⟨

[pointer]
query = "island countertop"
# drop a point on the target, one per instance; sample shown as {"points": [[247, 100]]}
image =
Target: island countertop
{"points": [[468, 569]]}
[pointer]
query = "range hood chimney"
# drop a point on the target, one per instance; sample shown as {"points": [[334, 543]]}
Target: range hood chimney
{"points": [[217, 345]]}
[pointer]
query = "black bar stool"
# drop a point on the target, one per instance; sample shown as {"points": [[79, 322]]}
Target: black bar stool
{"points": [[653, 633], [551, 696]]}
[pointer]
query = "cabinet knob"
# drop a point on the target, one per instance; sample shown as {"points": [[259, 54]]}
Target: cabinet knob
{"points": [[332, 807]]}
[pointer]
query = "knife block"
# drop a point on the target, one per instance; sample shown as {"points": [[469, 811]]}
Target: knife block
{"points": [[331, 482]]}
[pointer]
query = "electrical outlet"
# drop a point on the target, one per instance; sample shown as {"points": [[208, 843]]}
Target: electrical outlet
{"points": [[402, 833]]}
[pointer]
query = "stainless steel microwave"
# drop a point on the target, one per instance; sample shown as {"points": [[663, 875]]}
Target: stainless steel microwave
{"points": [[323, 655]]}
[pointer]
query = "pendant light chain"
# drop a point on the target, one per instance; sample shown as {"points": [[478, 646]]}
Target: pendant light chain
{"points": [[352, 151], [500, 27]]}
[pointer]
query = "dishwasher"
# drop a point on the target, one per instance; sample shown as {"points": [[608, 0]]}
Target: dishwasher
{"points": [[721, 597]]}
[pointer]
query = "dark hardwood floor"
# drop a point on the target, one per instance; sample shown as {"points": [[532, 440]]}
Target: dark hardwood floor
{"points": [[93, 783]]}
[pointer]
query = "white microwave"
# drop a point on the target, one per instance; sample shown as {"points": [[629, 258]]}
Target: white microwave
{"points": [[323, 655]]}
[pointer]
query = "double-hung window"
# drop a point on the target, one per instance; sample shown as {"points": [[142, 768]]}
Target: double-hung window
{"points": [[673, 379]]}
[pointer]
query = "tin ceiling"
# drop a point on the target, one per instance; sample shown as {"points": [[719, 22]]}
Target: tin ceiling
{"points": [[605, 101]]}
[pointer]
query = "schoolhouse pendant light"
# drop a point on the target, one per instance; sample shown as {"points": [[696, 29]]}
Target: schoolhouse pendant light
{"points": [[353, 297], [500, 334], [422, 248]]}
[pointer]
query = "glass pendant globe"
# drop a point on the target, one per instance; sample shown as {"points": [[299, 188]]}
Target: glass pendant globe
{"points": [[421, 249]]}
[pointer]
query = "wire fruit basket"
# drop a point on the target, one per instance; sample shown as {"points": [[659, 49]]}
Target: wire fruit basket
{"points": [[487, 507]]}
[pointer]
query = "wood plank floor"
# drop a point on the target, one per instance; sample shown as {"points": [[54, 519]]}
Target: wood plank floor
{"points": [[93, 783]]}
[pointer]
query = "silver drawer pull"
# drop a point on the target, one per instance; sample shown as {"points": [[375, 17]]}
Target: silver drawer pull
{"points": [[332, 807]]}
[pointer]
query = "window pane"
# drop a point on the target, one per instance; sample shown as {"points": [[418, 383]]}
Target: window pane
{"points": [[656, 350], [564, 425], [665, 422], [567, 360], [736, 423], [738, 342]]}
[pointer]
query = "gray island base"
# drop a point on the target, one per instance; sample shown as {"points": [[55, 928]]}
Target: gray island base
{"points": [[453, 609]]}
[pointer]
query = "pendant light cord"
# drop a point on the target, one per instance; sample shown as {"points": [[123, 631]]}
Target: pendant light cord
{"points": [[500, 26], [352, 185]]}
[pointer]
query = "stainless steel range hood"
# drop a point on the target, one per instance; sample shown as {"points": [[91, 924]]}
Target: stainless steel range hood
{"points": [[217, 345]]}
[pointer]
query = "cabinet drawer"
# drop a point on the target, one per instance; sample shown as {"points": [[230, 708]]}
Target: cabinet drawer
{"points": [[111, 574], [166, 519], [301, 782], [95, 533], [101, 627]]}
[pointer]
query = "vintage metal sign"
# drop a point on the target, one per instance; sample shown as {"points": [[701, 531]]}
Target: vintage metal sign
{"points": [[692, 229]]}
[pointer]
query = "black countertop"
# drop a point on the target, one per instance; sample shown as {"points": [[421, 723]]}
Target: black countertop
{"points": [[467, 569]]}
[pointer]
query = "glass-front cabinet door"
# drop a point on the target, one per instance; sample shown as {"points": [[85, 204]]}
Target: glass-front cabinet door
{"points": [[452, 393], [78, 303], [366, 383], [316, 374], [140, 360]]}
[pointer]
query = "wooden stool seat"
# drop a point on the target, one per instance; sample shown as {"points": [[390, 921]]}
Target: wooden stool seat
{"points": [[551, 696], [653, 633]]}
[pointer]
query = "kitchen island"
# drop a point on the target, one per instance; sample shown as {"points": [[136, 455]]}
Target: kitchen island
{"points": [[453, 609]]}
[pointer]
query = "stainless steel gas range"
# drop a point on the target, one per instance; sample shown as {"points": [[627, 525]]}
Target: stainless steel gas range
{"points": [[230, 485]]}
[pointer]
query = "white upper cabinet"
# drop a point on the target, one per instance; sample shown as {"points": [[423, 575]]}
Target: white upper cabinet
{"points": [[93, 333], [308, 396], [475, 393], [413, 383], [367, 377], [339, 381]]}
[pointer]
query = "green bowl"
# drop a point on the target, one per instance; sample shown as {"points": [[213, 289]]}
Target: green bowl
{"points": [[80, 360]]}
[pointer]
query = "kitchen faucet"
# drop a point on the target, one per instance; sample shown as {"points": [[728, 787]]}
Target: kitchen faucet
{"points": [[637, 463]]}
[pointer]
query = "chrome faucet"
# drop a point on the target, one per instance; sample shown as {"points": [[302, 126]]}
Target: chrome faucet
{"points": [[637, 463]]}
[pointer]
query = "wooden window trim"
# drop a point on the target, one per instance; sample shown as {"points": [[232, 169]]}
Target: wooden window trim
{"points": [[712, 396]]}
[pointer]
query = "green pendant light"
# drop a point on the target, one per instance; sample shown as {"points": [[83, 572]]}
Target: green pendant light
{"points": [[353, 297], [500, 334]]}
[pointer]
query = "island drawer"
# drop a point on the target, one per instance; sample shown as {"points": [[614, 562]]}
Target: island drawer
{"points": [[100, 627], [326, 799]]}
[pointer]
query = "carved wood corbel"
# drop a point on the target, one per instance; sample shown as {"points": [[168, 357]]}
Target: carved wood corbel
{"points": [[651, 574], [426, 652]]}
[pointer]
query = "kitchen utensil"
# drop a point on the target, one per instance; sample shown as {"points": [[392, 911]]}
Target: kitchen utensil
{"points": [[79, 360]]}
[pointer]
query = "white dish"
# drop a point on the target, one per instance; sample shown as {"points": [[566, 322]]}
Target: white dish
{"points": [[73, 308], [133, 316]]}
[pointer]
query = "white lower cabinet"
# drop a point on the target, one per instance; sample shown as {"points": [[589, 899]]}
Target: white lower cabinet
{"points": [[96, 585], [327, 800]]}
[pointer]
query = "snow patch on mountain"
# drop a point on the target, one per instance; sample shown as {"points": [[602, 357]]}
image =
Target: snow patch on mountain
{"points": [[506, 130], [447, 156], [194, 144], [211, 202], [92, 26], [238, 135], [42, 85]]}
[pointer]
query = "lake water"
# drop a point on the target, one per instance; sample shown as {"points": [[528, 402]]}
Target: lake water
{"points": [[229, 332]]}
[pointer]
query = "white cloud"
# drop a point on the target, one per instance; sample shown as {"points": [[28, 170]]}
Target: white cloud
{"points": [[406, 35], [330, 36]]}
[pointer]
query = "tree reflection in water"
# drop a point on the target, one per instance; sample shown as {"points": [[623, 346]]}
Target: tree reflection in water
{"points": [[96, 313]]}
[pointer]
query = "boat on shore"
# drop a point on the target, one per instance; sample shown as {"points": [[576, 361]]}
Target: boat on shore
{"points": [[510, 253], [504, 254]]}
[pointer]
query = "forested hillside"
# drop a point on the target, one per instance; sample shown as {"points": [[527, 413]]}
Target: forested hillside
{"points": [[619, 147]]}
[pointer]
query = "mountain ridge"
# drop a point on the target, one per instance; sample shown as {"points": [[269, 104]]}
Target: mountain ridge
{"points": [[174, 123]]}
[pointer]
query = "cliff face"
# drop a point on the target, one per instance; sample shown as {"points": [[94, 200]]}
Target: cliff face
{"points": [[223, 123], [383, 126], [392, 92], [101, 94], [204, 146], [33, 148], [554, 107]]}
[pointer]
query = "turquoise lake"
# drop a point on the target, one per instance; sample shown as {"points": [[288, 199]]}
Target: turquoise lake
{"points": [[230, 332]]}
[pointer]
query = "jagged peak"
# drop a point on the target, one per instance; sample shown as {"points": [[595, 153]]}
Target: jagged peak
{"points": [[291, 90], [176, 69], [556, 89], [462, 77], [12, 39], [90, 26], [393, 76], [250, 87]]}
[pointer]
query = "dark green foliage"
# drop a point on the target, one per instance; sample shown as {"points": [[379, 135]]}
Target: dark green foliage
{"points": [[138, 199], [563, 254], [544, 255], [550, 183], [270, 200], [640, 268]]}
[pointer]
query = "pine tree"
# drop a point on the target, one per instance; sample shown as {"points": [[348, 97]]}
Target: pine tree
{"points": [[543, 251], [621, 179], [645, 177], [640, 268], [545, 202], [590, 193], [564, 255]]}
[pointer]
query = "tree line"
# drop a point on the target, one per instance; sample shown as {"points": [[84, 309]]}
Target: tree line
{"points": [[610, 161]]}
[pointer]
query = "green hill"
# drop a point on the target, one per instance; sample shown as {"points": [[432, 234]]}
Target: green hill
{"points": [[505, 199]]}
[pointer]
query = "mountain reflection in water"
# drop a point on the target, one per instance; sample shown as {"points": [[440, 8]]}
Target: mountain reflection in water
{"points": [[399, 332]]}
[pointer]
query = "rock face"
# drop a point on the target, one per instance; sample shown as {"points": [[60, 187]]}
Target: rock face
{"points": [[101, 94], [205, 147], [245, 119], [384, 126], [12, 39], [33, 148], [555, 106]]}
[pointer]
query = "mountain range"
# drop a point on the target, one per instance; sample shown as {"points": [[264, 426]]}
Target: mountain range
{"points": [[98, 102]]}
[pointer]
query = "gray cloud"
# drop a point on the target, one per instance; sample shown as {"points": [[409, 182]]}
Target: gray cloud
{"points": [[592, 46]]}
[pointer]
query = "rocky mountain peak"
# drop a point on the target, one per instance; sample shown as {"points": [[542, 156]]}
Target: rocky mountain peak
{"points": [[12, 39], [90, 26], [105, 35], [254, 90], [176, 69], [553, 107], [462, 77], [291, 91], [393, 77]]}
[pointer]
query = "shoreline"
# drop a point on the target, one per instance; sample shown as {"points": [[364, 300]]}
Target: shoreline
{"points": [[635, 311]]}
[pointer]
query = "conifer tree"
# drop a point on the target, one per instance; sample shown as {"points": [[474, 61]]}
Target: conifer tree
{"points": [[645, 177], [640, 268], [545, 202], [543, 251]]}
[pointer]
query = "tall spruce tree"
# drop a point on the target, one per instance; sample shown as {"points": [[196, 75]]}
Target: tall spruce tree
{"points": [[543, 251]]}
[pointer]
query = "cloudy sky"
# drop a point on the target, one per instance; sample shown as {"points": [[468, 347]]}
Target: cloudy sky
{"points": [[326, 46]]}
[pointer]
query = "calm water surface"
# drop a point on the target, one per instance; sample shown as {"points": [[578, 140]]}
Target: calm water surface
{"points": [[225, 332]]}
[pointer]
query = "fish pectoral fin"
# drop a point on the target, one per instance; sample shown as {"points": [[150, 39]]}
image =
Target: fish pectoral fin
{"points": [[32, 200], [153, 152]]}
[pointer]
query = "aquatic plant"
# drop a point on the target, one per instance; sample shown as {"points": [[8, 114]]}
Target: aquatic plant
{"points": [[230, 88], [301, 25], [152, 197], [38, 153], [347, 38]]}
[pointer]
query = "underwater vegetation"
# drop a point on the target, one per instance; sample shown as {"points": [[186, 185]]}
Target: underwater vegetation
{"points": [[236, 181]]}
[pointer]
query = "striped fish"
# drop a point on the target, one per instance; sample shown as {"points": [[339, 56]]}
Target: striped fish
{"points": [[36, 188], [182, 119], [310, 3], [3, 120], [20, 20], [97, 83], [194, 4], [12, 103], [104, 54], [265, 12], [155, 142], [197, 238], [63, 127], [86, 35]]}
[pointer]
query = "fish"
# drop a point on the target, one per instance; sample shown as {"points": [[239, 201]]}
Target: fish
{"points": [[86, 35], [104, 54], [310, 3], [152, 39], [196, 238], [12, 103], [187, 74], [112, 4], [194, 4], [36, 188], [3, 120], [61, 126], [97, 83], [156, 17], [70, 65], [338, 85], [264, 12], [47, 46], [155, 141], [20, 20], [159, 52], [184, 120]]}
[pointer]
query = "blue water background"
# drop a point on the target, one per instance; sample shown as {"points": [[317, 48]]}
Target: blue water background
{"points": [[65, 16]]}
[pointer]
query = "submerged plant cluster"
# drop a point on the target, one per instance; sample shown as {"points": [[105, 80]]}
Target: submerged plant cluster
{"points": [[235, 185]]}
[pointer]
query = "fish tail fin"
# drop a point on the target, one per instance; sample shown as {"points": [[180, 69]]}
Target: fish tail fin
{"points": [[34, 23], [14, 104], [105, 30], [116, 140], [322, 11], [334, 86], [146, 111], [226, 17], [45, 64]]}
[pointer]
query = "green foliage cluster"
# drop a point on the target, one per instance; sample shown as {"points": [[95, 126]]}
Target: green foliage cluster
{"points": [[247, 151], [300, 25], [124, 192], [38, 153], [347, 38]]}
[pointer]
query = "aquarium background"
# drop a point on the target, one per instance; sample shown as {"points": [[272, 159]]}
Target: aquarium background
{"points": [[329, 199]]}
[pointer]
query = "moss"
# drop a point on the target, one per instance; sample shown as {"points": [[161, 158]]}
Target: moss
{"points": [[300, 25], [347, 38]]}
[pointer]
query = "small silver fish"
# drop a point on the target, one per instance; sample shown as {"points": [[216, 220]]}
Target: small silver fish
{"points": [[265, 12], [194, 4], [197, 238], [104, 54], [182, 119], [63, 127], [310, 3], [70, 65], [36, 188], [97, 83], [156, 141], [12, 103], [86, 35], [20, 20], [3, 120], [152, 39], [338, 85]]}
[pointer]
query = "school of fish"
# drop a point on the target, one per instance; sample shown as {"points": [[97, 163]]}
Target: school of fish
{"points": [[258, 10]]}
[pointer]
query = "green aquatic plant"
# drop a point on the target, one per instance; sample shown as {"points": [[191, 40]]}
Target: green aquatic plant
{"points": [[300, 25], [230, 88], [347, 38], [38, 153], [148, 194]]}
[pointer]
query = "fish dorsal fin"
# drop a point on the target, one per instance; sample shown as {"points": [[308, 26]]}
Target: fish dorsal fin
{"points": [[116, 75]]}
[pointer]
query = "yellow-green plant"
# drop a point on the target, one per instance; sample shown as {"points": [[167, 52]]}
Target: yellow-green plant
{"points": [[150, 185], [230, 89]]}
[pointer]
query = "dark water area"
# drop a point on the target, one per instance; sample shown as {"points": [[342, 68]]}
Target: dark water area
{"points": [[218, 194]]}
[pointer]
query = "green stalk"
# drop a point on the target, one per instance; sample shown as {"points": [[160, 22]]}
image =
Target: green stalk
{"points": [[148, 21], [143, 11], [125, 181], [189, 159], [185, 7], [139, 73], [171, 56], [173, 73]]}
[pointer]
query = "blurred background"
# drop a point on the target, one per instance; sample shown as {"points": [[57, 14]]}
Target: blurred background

⟩

**TASK INSTRUCTIONS**: Report how many lines in the records above contain the word "floor", counting only matches with the same capitalization. Give only the number.

**OUTPUT BELOW**: 4